Dataset rows:
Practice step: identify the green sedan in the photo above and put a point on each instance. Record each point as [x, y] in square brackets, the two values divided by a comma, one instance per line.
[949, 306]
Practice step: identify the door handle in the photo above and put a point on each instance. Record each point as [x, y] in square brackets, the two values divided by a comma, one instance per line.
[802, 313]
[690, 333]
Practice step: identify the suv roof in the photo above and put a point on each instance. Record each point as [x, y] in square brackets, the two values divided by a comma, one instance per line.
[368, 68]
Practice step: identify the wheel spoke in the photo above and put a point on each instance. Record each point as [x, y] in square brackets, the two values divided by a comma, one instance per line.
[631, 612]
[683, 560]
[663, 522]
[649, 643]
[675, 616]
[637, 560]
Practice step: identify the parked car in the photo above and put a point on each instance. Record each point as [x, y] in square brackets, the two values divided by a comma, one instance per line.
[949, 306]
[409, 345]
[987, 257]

### TASK GOAL
Please format the records as a two-column CSV with the headers "record_text" and "answer", starting at the record that contains "Practice step: identify the wheel" and ending with the last record. Use one row per record, put each field in quotes, and replace line breaks with spaces.

### CORRECT RESULT
record_text,answer
"Practice step: identify the wheel spoke in the photo above and put a point on each instance. Record each point as [x, y] in square brackets, the two values divided by a comma, one instance per line.","[631, 612] [683, 560] [663, 522] [649, 643] [675, 616] [637, 560]"
"Practice step: identify the parked car in the photo above and put a point on each instance. Record each point as [x, y] in square brackets, the two values divided by a comma, one instance per line.","[949, 306] [409, 345] [987, 257]"